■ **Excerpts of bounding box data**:
.....

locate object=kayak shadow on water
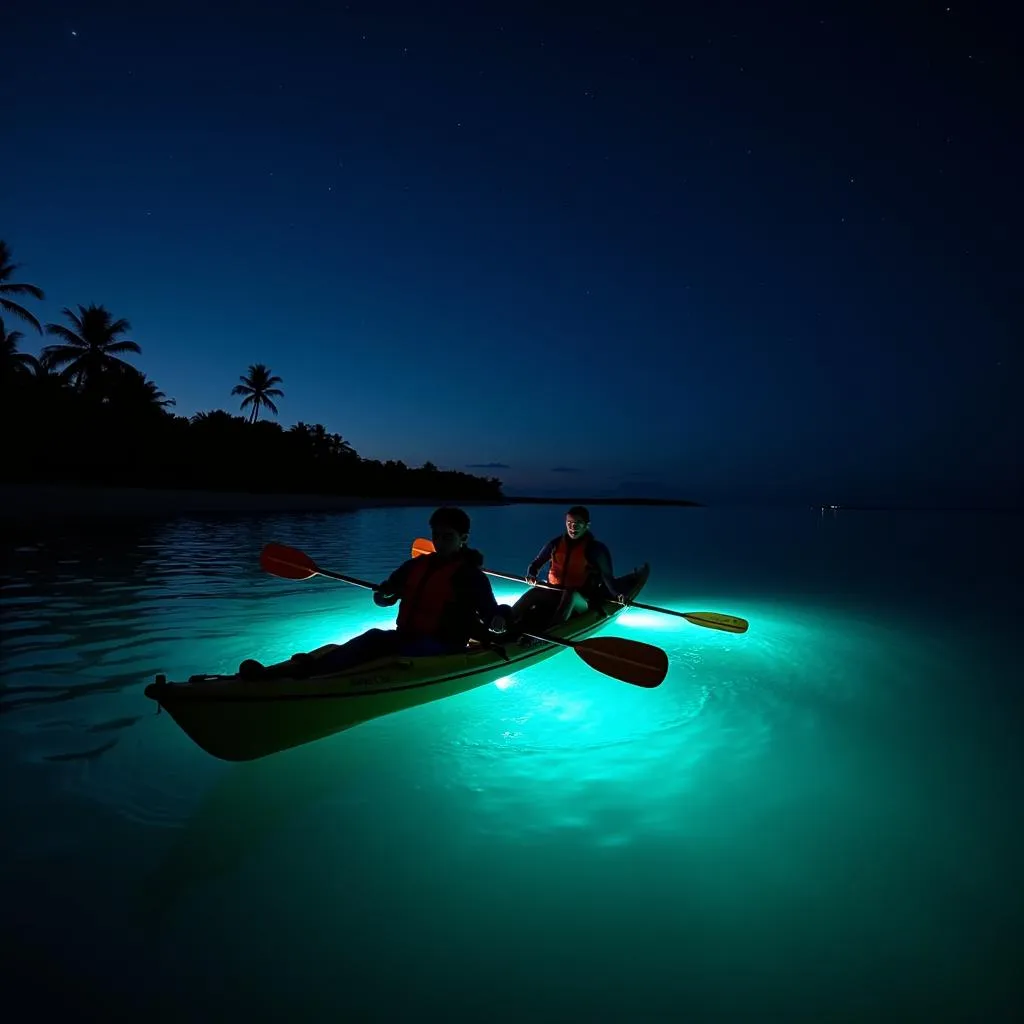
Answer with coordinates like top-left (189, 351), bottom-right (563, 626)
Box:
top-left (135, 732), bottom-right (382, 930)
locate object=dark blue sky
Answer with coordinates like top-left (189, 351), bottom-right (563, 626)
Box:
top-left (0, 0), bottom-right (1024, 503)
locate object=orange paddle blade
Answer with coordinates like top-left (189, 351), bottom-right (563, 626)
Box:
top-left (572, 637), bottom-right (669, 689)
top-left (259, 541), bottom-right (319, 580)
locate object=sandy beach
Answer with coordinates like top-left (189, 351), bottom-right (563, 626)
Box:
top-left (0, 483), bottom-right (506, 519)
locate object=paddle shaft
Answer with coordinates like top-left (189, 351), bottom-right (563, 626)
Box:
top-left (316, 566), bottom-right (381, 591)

.....

Please change "locate object" to "find object" throughout the records, starting at the line that contains "locate object=dark blue sky" and running through the end of the records. Give only those lines, with everything else unchanged.

find object=dark blue sky
Answer with coordinates like top-left (189, 351), bottom-right (563, 626)
Box:
top-left (0, 0), bottom-right (1024, 503)
find object=orange paddle blade
Answer with coordinates like top-left (189, 351), bottom-right (563, 626)
Box:
top-left (572, 637), bottom-right (669, 689)
top-left (259, 541), bottom-right (319, 580)
find object=sandy beach
Answer with coordinates like top-left (189, 351), bottom-right (563, 626)
Box:
top-left (0, 483), bottom-right (506, 519)
find object=paddle shaft
Answer with coordinates like top-left (189, 351), bottom-right (563, 626)
Box:
top-left (316, 566), bottom-right (381, 591)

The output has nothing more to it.